:: CONSIGNES ::
1. Relevez tous les prix littéraires qu'Ananda Devi a reçus selon l'extrait sur Ananda Devi.
2. Dans l'extrait sur Ananda Devi, condensez le paragraphe qui commence par « Enfin, sous ses réalisations plurielles » sans en perdre les informations principales.
3. Poursuivez l'extrait sur Ananda Devi après sa dernière phrase.

Enfin, sous ses réalisations plurielles, le ton de cette œuvre est unique : c’est une langue poétique, travaillée sous ses allures simples, sans place pour le mélodrame ou le larmoyant, malgré la rudesse des sujets auxquelles elle choisit parfois de se confronter. L’instrument que s’est forgé depuis son enfance Ananda Devi peut aujourd’hui jouer de toute une gamme d’effets : révolte, humour, description, critique sociale, réflexion… Son univers n’en a pas moins une grande cohérence, donnant pour finir toujours voix aux marginalisés, aux invisibles, aux insulaires blessés, avec une langue où la beauté n’efface jamais la rage, ni l’émerveillement.

 

En conclusion


La fiche Wikipédia d’Ananda Devi précise qu’elle ne « doit pas être confondue » avec la Nanda Nevi. La Nanda Devi, signifiant « déesse de la Félicité » (de devi, « déesse », et nanda, « joie »), est la plus haute montagne entièrement contenue dans le territoire indien. C'est aussi le plus haut sommet de la chaîne du Garhwal. Le jury pense tout au contraire que c’est là une confusion qui lui irait bien, tant l’écrivaine mauricienne d’origine indienne lui semble aujourd’hui au sommet de son art.


Ananda Devi a certes déjà reçu plusieurs prix bien mérités, d’abord francophones (Prix des cinq continents de la francophonie et prix RFO du livre en 2006), et son public comme ses récompenses s’est considérablement élargi depuis quelques années (Prix Ouest France-Étonnants Voyageurs et Prix Femina des Lycéens en 2021, Prix de la Langue Française en 2023) jusqu’au prestigieux Neustadt Prize pour l'ensemble de son œuvre en 2024. Mais le jury insiste : Ananda Devi n’est plus seulement aujourd’hui une écrivaine dont le renom va croissant, ni même seulement « l’une des auteures les plus singulières de la littérature francophone contemporaine », mais une des voix les plus puissantes de la littérature mondiale.

:: DONNÉES ENREGISTRÉES ::
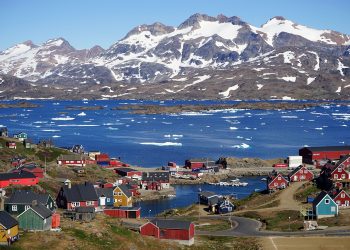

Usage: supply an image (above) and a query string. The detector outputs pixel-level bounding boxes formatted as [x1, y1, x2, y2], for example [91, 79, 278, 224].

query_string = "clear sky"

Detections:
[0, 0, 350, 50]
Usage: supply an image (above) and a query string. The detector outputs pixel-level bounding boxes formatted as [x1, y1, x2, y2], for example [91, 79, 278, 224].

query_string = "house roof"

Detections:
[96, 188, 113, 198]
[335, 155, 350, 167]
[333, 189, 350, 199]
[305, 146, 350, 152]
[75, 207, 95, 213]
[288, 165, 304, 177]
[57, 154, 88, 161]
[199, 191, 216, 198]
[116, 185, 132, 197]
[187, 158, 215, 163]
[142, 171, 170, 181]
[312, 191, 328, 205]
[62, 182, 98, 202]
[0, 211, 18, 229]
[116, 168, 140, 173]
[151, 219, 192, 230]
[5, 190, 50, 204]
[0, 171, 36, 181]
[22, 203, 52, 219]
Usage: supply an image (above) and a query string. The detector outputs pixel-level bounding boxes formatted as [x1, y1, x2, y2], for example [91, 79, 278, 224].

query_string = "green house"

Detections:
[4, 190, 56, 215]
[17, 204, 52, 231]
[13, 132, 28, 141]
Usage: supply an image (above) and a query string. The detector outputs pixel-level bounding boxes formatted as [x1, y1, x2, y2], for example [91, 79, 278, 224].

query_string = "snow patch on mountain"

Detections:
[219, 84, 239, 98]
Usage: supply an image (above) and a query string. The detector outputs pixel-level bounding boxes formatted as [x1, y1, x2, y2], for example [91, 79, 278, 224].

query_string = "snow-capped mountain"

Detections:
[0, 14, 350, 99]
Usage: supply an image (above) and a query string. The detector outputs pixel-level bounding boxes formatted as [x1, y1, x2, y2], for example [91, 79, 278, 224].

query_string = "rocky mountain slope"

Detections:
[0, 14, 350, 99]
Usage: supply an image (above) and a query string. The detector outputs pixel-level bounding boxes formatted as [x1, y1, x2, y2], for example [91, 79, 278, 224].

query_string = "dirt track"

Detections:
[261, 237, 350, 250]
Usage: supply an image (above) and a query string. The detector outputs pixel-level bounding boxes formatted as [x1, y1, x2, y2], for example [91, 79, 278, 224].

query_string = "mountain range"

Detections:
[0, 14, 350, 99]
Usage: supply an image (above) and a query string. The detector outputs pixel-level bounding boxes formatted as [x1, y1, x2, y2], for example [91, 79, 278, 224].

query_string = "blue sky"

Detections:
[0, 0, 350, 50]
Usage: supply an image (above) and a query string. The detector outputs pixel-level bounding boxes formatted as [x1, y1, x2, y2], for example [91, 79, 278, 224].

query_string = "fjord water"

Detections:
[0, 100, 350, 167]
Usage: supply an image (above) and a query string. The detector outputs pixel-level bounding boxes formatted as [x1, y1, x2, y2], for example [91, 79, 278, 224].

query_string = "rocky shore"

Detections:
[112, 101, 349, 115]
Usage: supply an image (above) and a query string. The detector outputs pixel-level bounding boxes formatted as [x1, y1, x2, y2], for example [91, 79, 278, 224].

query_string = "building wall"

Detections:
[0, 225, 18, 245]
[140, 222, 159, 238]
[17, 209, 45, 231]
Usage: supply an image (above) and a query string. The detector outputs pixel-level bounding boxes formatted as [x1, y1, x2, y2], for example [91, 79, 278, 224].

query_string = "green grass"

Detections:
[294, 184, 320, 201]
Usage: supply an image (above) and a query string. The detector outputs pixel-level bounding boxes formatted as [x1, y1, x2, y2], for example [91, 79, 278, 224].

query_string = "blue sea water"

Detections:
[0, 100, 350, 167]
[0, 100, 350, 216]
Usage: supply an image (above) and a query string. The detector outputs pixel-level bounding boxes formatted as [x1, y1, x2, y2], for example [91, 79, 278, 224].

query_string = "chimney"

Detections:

--

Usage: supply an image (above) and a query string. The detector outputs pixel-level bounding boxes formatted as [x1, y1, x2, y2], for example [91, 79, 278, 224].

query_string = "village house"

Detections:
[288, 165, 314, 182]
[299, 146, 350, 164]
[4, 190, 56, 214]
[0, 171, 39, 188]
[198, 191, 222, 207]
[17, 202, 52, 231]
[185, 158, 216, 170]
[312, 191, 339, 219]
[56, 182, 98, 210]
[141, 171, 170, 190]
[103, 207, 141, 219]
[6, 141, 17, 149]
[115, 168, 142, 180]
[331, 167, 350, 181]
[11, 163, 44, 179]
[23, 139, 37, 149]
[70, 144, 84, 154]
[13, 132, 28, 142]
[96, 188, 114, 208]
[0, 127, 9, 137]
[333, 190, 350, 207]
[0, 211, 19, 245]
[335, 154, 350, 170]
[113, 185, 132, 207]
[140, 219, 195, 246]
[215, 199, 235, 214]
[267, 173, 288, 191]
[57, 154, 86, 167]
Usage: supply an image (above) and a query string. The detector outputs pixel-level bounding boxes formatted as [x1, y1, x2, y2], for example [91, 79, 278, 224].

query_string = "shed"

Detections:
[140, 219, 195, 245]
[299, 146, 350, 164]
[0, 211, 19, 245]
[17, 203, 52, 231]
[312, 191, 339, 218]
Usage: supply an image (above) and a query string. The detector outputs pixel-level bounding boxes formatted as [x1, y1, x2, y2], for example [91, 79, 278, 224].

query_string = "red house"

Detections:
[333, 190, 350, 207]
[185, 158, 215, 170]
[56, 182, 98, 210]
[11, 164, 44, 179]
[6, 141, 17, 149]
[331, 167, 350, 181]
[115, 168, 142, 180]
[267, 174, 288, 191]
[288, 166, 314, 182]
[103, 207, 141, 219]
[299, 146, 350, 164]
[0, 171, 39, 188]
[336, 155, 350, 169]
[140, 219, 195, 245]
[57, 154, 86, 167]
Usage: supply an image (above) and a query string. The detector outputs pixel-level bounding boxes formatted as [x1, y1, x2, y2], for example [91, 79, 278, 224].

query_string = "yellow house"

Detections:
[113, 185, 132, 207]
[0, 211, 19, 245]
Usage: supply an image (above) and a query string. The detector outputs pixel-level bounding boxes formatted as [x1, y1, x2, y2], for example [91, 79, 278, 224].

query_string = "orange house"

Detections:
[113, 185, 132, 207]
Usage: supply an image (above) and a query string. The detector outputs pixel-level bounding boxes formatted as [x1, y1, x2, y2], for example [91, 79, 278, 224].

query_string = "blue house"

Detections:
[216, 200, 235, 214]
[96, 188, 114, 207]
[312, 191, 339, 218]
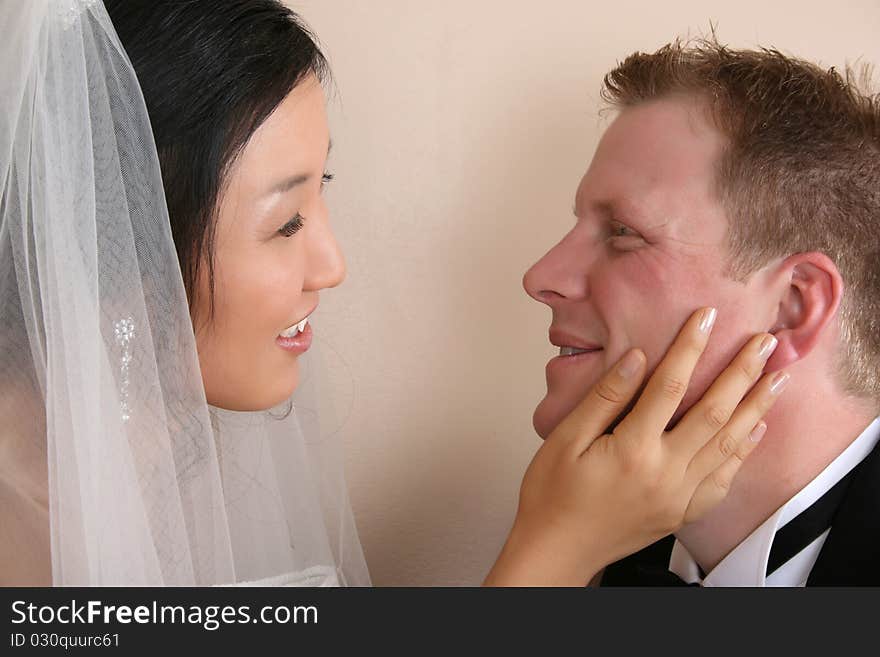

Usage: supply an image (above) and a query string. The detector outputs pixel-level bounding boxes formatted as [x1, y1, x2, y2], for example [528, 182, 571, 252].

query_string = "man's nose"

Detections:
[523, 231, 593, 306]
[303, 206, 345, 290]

:: CORRIGÉ ::
1.
- Prix des cinq continents de la francophonie
- Prix RFO du livre
- Prix Ouest France-Étonnants Voyageurs
- Prix Femina des Lycéens
- Prix de la Langue Française
- Neustadt Prize

2. Le ton de l'œuvre est unique : une langue poétique, travaillée sous des allures simples, sans mélodrame ni larmoyant malgré la rudesse de certains sujets. Forgé depuis l'enfance, l'instrument d'Ananda Devi produit aujourd'hui toute une gamme d'effets : révolte, humour, description, critique sociale et réflexion. Son univers reste cohérent. Il donne voix aux marginalisés, aux invisibles et aux insulaires blessés, dans une langue où la beauté n'efface ni la rage ni l'émerveillement.

3.
 

Dernier livre d’Ananda Devi :

La nuit s'ajoute à la nuit, Paris, Stock, Coll. « Ma nuit au musée », 2024.

 

Extraits 


Elle avait quinze ans pendant la guerre. Quinze ans, l’âge où l’on doit prendre ce que l’on trouve, embrasser à pleine bouche tous ces garçons magnifiquement coincés dans leur tenue militaire, les retenir de son envie, de son corps, de ses cheveux, de ses enlacements, pourquoi faire semblant quand le temps est compté, pourquoi prétendre que tout ce petit jeu ne finit pas par se résumer uniquement à cela, le sexe sous toutes ses formes, sous tous les toits, dans les voitures, dans la campagne, sous le blé, dans les arbres, dans les nuages, dans les orages, sous les bombes, le sexe qui déchire les mauvaises étoffes et ruine les coiffures laquées et froisse les peaux sucrées ? Que cela devait être bon de sentir qu’on en avait après tout le droit, pour ne pas les perdre, ces beaux gars solides et rugueux des campagnes, pour ne pas laisser s’échapper cette énergie qui fuirait si vite lorsque leur train les emmènerait vers leur destin trop bien deviné ! Et les parents faisaient semblant de ne rien voir parce que c’était aussi cela, être patriote à cette époque, mettre la langue dans la bouche et la main sur le sexe d’un garçon pour lui dire de revenir, pour lui dire de se battre et de se protéger aussi, pour lui dire de ne pas perdre espoir au plus fort de la peur et des éclaboussures de peau et des fragments d’os dépassant d’une plaie et des visages à moitié disparus, tu reviens, d’accord, et le souvenir du baiser, et la trace rouge du baiser, et la boursouflure du baiser ne disparaîtraient pas, même lorsque leurs yeux s’ouvriraient à l’inanité de la guerre au moment où d’autres yeux se refermeraient pour l’avoir vue de trop près.

Les jours vivants, Paris, Gallimard, 2013.


 *


Commencer par le vide.
C’est toujours ainsi que s’ouvre un texte. On entre dans le lieu des impossibles, où s’esquissent plusieurs chemins, où la lumière est si pâle qu’un seul pas est éclairé. Le prochain s’aventurera dans le noir.
Mais il ne s’agit pas d’un texte. Ce pas m’entraîne vers une autre réalité.
Un mémorial, de vides et de silences.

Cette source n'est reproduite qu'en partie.